---------- ИЗВЛЕЧЁННЫЙ ТЕКСТ ----------

Но старуха не захотела принять даже золотое кольцо с руки королевы.

— Рановато ещё говорить о награде, — сказала она ей. — И запомни, королева, — съесть можно лишь одну розу, не больше!

Королева сделала всё в точности, как велела ей старуха. На следующее утро на восходе солнца она прокралась в сад и подняла с земли кубок. К её удивлению и радости, под ним действительно на одном стебле росли две розы, точно такие, как и предсказывала старуха — одна белая и одна красная…

 

С этого момента и начались злоключения королевы. Какой выбрать цветок? Конечно, королевству нужен наследник, но ведь так хочется, чтобы родилась девочка, принцесса... Терзаемая сомнениями, королева не заметила, как съела оба цветка. Пришло время, и королева родила двойню.

Первым на свет появился страшный и гадкий змей. Злобно зашипев и перепугав королеву и всех придворных, уполз он из комнаты, а потом и из замка, так что никто не успел его поймать.

Вторым появился на свет мальчик, ещё более прекрасный, чем его отец.

Шли годы, и мальчик превратился в юношу, и тогда король решил, что пора женить сына. И вот в один прекрасный день король снарядил юношу в дорогу и отправил его искать себе невесту...

 

...Но если иноходью шли лошади при его отправлении, то вскоре галопом примчали они карету назад. Люди рассказали, что едва они добрались до первого перекрёстка, как увидели огромного дракона, хвост которого был обвит вокруг придорожного дуба, а клыки были смертоноснее молнии. Его отвратительное тело извивалось на середине дороги, а широкая чёрная пасть раскрылась при их приближении. И, что самое страшное, лицо его было наполовину человеческим, а наполовину — змеиным.

— Невесту мне, — прошипел он, — прежде чем невесту тебе!..

 

...Здесь мы на время прервём изложение северной сказки и обратимся к нордической мифологеме о трёх божественных девах, спрядаюших нити судеб.

Нити норн

Согласно скандинавской традиции, в самом сердце Мира, у корней Мирового Древа, возле священного источника Урд, живут три девы — норны, имена которых Урд, Верданди и Скульд, что значит «Судьба», «Становление» и «Долг». Эти девы прядут волшебную пряжу, определяющую судьбы всего сущего. Спрядаемая нить человека начинается в момент рождения, и рвётся, когда человек умирает. Пряжа доброго и счастливого человека — ровная и гладкая, злого и несчастного — драная и покрыта узлами. В Первой Песни о Хельги так описано прядение судьбы рождающегося героя:

 

Ночь была в доме,

норны явились

судьбу предрекать

властителю юному;

судили, что он

будет прославлен,

лучшим из конунгов

прозван будет.

Так нить судьбы

пряли усердно,

что содрогались

в Бралунде стены;

нить золотую

свили и к небу —

к палатам луны —

её привязали...

 

Божественные пряхи, прядущие нити судеб, известны в магических и религиозных традициях всех индоевропейцев. Сравните, например, со сказанным греческие представления о трёх мойрах, две из которых — Клото и Лахезис — прядут нить жизни, а третья — Атропа — обрезает её. Как и скандинавы, греки, говоря о героях, вспоминали их нити судеб: «ему же так некогда мойра сильная напряла рождающемуся нитью» (Гекуба о Гекторе).

----------

● ЗАДАНИЯ:
**A.** Перечислите имена всех божественных прях, которые названы в тексте о нитях судьбы.
**B.** Продолжите текст о нитях судьбы, начав сразу после его последнего предложения.

---------- ИЗВЛЕЧЁННЫЕ ДАННЫЕ ----------

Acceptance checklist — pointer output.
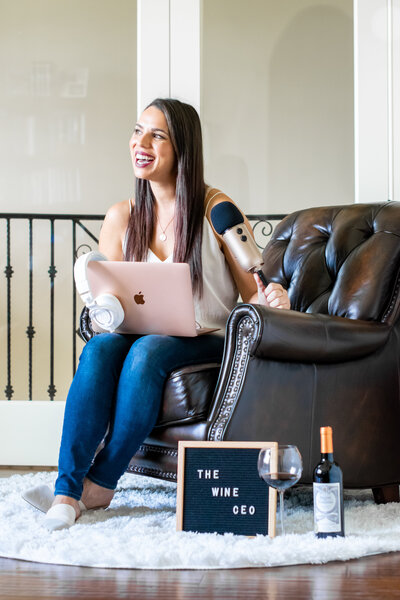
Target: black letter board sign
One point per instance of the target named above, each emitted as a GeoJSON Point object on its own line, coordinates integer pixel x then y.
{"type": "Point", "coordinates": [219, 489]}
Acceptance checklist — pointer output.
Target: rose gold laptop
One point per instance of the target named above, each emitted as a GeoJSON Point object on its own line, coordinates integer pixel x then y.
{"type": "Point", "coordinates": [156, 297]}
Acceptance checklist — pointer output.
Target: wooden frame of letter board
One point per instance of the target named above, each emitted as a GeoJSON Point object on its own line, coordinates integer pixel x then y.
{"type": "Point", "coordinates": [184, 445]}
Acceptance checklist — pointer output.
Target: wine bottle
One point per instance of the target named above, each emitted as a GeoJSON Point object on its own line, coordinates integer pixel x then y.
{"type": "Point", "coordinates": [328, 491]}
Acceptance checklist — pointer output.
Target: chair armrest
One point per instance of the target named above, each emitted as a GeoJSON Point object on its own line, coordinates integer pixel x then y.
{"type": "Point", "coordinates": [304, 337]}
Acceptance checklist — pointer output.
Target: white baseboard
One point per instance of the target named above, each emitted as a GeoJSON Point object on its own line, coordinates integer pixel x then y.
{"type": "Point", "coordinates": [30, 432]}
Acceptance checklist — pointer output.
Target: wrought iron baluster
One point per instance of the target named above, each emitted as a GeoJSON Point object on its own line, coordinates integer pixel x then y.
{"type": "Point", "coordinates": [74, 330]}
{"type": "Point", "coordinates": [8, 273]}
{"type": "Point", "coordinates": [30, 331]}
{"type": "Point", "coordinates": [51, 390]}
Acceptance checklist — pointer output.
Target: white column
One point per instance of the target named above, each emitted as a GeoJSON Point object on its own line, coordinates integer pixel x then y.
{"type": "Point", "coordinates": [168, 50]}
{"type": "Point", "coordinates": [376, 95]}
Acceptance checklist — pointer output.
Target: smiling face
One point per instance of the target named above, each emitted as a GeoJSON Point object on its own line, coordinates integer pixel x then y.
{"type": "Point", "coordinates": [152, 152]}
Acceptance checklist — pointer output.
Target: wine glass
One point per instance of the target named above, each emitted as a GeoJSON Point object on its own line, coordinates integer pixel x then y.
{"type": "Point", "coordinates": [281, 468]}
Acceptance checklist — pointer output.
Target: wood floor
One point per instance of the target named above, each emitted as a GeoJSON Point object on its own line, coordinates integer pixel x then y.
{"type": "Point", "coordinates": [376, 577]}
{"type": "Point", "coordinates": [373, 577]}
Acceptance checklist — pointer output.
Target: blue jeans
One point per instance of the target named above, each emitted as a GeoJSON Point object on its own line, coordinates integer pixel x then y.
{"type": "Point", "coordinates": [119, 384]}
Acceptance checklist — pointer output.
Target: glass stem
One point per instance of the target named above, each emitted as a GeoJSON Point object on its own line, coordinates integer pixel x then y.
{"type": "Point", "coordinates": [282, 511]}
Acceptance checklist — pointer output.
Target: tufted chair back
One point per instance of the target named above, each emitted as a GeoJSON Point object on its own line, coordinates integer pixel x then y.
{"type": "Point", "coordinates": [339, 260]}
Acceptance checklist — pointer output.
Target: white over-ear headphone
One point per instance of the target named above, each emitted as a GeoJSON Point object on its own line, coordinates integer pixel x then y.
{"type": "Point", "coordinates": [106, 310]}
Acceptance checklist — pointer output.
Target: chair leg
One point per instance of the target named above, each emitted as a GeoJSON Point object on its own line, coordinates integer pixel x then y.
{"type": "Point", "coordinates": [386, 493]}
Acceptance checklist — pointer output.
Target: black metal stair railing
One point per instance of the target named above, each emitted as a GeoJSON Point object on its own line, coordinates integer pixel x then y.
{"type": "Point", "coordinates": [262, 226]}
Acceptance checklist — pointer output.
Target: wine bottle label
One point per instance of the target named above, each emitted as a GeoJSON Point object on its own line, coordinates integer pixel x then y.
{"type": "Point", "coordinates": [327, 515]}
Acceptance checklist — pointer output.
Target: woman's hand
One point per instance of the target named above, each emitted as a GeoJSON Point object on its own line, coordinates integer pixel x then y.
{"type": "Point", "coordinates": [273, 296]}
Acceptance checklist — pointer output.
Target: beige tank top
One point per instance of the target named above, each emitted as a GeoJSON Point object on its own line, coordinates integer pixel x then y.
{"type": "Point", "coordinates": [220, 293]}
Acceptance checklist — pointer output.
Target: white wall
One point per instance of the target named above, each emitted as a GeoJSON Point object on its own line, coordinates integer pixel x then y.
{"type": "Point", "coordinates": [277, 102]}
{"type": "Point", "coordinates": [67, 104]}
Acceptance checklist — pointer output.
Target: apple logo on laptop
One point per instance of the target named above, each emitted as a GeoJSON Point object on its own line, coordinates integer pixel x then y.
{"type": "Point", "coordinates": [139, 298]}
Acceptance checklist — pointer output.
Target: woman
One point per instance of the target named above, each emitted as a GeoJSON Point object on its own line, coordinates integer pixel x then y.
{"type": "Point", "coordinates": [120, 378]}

----------

● ОТВЕТЫ К ЗАДАНИЯМ:
**A.** Урд, Верданди, Скульд, Клото, Лахезис, Атропа

**B.**
Славянская мифология — не исключение; здесь функцию норн выполняет Макошь, чьё имя допускает интерпретацию «Мать Жребия» или «Мать Судьбы»[50]. Любопытно, что культ Макоши сохранился после крещения Руси гораздо лучше культов других богов и дожил до нашего столетия. Изменилось лишь имя: ту, кого раньше называли Макошью, после крещения стали именовать Святой Пятницей. Сохранилось практически всё: и память о связи богини со священным источником у корней Древа (сравн. посвящение св. Пятнице священных источников — прощ), и знание о том, что именно она спрядает судьбы[51], и даже ритуальная сторона древнего культа. К слову, название одного из обрядов поклонения Пятнице — мокриды — вообще может быть связано с именем Макошь (Мокошь), а не только с основой mok в значении мокрый, мокнуть.

Можно привести и ряд других доказательств, что православная Пятница «дублирует» древнюю Макошь, соединившую черты норн с чертами Богини-Матери, также связанной со священными водами. Одно из самых показательных — самоё её имя. Пятница, пятый (или шестой — по европейскому счёту) день недели, ещё в античное время был посвящён Венере (Афродите) — великой богине священных вод. Не забывали об этом и в Средние Века: «Чтим мы богиню самую могущественную изо всех, носящую имя Фреи, коей прародители наши посвятили шестой день недели…» (Гальфрид Монмутский — о саксах. Отсюда — английское имя пятницы — Friday, «День Фреи».)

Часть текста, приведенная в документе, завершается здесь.